YOUR TASK: Make an exact copy of all the entries shown below.
===== PROVIDED DATA =====
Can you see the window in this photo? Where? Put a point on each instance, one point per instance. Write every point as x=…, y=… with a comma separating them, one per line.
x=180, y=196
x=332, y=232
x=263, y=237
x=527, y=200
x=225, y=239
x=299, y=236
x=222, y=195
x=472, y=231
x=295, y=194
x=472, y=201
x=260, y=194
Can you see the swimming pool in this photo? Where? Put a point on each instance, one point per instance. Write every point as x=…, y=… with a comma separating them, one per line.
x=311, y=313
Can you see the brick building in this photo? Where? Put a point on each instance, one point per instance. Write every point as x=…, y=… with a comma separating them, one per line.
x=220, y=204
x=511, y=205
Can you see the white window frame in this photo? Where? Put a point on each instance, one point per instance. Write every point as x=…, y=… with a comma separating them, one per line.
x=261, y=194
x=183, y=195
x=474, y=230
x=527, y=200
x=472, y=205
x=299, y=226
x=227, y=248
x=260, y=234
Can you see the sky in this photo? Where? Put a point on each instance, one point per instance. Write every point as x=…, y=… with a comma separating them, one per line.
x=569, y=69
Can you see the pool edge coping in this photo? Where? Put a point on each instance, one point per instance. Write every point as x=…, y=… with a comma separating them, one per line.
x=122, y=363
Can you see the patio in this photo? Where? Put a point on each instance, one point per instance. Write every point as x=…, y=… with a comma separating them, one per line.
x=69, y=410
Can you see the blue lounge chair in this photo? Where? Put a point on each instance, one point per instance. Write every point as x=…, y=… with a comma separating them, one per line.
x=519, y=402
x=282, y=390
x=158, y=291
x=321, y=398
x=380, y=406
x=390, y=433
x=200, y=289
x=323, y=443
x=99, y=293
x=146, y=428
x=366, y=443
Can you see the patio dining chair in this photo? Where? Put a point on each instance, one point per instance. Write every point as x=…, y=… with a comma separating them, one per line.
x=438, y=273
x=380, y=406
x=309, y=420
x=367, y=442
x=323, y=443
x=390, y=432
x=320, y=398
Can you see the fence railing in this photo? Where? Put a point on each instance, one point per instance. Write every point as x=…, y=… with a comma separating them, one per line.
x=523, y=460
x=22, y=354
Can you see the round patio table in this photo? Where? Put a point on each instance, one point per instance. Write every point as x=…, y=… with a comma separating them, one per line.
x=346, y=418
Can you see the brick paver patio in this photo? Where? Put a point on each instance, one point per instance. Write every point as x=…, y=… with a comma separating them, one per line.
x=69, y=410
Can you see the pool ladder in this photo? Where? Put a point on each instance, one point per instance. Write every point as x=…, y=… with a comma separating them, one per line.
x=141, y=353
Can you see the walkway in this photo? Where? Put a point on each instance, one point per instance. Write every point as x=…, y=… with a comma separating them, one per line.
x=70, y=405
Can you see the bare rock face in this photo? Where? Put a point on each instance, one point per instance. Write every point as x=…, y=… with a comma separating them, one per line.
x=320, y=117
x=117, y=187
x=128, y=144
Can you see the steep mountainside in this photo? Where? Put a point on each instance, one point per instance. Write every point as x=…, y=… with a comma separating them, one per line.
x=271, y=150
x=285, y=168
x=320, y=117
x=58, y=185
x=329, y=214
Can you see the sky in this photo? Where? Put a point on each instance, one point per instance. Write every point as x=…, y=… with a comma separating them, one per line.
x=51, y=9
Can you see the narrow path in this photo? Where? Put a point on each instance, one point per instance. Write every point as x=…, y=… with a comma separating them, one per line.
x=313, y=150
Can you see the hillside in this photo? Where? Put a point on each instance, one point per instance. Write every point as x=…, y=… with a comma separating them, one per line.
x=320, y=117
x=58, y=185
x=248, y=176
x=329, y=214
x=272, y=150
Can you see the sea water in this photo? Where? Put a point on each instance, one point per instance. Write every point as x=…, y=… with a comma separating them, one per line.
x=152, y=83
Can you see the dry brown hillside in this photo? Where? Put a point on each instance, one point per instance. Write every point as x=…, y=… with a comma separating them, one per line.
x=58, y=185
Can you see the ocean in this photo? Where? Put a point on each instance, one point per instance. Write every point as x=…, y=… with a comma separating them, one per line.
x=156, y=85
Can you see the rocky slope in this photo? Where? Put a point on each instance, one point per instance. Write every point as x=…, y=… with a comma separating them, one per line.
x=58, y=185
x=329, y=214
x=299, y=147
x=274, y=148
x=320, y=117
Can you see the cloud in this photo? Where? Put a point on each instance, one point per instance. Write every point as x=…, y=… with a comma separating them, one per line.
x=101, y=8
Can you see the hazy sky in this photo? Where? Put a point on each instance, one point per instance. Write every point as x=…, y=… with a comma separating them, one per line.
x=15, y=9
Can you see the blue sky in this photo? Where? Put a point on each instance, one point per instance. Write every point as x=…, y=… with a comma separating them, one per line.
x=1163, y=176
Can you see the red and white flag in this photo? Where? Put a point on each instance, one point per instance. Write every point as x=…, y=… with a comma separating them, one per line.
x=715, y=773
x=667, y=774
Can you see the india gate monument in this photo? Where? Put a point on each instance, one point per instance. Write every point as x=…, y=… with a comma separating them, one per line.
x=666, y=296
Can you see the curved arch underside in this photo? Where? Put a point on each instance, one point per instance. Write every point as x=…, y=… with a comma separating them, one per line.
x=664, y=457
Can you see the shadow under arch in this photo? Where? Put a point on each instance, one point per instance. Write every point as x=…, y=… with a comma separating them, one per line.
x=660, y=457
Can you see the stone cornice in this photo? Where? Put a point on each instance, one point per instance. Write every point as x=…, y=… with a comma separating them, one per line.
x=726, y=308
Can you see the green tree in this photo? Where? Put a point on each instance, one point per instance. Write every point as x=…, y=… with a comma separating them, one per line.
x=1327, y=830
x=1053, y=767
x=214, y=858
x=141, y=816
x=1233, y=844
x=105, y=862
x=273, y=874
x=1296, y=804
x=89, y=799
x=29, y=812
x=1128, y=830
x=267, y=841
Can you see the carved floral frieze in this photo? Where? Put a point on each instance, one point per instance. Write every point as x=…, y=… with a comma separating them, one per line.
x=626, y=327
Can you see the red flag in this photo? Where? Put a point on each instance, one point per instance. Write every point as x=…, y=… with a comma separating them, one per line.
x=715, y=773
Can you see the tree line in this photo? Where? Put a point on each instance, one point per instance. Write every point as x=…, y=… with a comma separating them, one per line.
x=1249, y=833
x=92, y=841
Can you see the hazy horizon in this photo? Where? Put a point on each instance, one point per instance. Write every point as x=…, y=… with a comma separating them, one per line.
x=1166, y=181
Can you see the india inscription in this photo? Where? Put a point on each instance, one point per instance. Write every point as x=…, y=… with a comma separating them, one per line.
=====
TASK OUTPUT:
Can you see the window in this photo? Where? Put a point on each instance, one point per instance. Write every point as x=…, y=… with a comma separating them, one per line.
x=180, y=196
x=332, y=232
x=263, y=237
x=527, y=200
x=225, y=239
x=299, y=236
x=222, y=195
x=472, y=231
x=295, y=194
x=472, y=201
x=260, y=194
Can you see the swimming pool in this photo? Where? Put a point on each instance, one point per instance. Write every point as x=…, y=… with a comma separating them, one per line.
x=311, y=313
Can you see the brick building in this photo? Where? Put a point on each instance, one point per instance. Write every point as x=…, y=… with a comma separating them, one per line.
x=220, y=204
x=511, y=205
Can you see the white window frame in this photo? Where? Put a point on each instance, one point per instance. Write every point as x=…, y=… with a comma separating them, one per line.
x=261, y=194
x=183, y=195
x=474, y=230
x=527, y=200
x=472, y=205
x=299, y=226
x=227, y=248
x=260, y=234
Can you see the sky in this photo? Where? Put a point on each instance, one point per instance. Write every point as x=…, y=… with a comma separating them, one per line.
x=569, y=69
Can you see the pool edge coping in this photo? Where? Put a point on each instance, one point per instance. Write every point as x=…, y=… with a comma separating them, one per line.
x=122, y=363
Can you see the patio in this photo? Where? Put a point on each instance, one point per instance. Write every point as x=…, y=… with a comma separating them, one per line.
x=69, y=410
Can you see the blue lounge chair in this photo? Where? Put a point on each instance, one point per instance. Write every point as x=…, y=… with a comma separating them, one per line.
x=519, y=402
x=282, y=390
x=158, y=291
x=321, y=398
x=380, y=406
x=390, y=433
x=200, y=289
x=323, y=443
x=99, y=293
x=146, y=428
x=366, y=443
Can you see the patio dining chair in this photo? Where? Put a point on each instance, one point per instance. Write every point as x=…, y=… with a comma separating them, one per line.
x=438, y=273
x=380, y=406
x=309, y=420
x=367, y=442
x=323, y=443
x=390, y=432
x=320, y=398
Can you see the fence railing in this photo? Where? Put a point on each instance, one point per instance. Write every point as x=…, y=… with a comma separating them, one per line.
x=523, y=460
x=22, y=354
Can you see the round patio table in this photo? Where? Put a point on each instance, one point per instance. Write every point as x=…, y=… with a comma separating them, one per line.
x=346, y=418
Can you see the brick paver patio in this photo? Where? Put a point on each instance, one point per instance. Write every point as x=…, y=… with a comma separating them, one per line.
x=69, y=410
Can you see the pool ladder in this photo? Where? Put a point on each instance, one point per instance. Write every point as x=…, y=… with a comma separating them, one per line.
x=141, y=353
Can you see the walkway in this photo? Where? Put a point on each instance, one point per instance. Write every point as x=…, y=… with a comma separating them, one per line.
x=70, y=405
Can you see the bare rock face in this photo? Where? Put a point on each instance, one point per instance. Write every point as x=…, y=… with a comma separating them, one per line.
x=320, y=117
x=117, y=187
x=128, y=144
Can you see the steep mountainside in this photo? Where? Put a point on each instance, one point per instance. Write every point as x=…, y=… with a comma separating them, one per line.
x=271, y=150
x=285, y=168
x=320, y=117
x=58, y=185
x=329, y=214
Can you see the sky in this photo? Where? Put a point on each instance, one point per instance. Write every point as x=…, y=… with a comma separating them, one per line.
x=51, y=9
Can you see the narrow path in this photo? Where? Put a point on each instance, one point per instance. Write every point as x=…, y=… with a comma separating them, one per line.
x=313, y=150
Can you see the hillside in this photo? Where? Put a point on each instance, one point per instance. Write every point as x=…, y=… with a comma separating them, one per line.
x=320, y=117
x=58, y=185
x=248, y=176
x=329, y=214
x=272, y=150
Can you see the sea water in this photo? Where? Put a point on each instance, one point per instance. Write every point as x=…, y=… with a comma separating them, one per line.
x=152, y=83
Can you see the dry brown hillside in this photo? Where? Put a point on each instance, one point per instance. Write every point as x=…, y=… with a comma separating them, one per line.
x=58, y=185
Can you see the ocean in this photo? Where? Put a point on each instance, one point per instance. Write every point as x=…, y=… with a comma separating them, one per line.
x=156, y=85
Can you see the rocky slope in this photo? Where? Put a point on each instance, one point per instance. Write every point as x=…, y=… with a comma separating them, one per line.
x=58, y=185
x=329, y=214
x=299, y=147
x=274, y=148
x=320, y=117
Can you see the cloud in this photo? Where? Put a point on each instance, one point per instance. Write every point as x=…, y=… with a comma separating them, one per line.
x=101, y=8
Can you see the hazy sky in this photo? Where? Put a point on each instance, one point per instance. Write every point as x=…, y=… with a comma separating them, one per line.
x=15, y=9
Can you see the blue sky in this photo? Where? Put a point on each instance, one point per instance. Write every point as x=…, y=… with a comma separating them, one per line.
x=1163, y=176
Can you see the red and white flag in this photo? Where? Put a point on each instance, one point per instance. Write every point as x=…, y=… with a comma separating them, one per line.
x=715, y=773
x=667, y=774
Can you see the india gate monument in this photo? Where? Put a point on each instance, one point per instance. Write every point as x=…, y=… with a comma separating them, one per line.
x=666, y=296
Can you see the curved arch underside in this photo? Where? Put a point on each instance, one point per instance. Write every point as x=…, y=… with a comma separating them, one per line.
x=664, y=457
Can you see the shadow under arch in this photo? Where? Put a point on each instance, one point per instance. Write every point as x=…, y=… with a comma separating them, one per line.
x=660, y=457
Can you see the stone cornice in this photo? Where? Put a point on each instance, one point per instance. Write every point as x=…, y=… with a comma separating them, one per line.
x=726, y=308
Can you see the green tree in this photo? Where? Put a point on each instance, one point per instance. Write every point as x=…, y=… with a comma separating them, one per line.
x=1327, y=830
x=1053, y=767
x=214, y=858
x=141, y=816
x=1233, y=844
x=105, y=862
x=273, y=874
x=1296, y=804
x=89, y=799
x=29, y=812
x=1128, y=830
x=267, y=841
Can you see the carved floral frieze in this photo? Where? Put a point on each instance, one point per instance. Write every point as x=…, y=… with a comma separating them, one per line.
x=626, y=327
Can you see the red flag in this photo? Where? Put a point on each instance, one point per instance. Write every point as x=…, y=… with a comma separating them, one per line.
x=715, y=773
Can you see the tree line in this photo? Where? Put a point on each instance, one point per instance. Write every point as x=…, y=… with a comma separating them, one per line.
x=1249, y=833
x=92, y=841
Can you see the hazy horizon in this photo? Where? Put a point on each instance, one point per instance. Write every point as x=…, y=… with a comma separating them, one per line.
x=1166, y=181
Can you see the india inscription in this photo? Where? Put a point on each instance, one point per instance. Write every point as x=…, y=… with a comma separating them, one per line.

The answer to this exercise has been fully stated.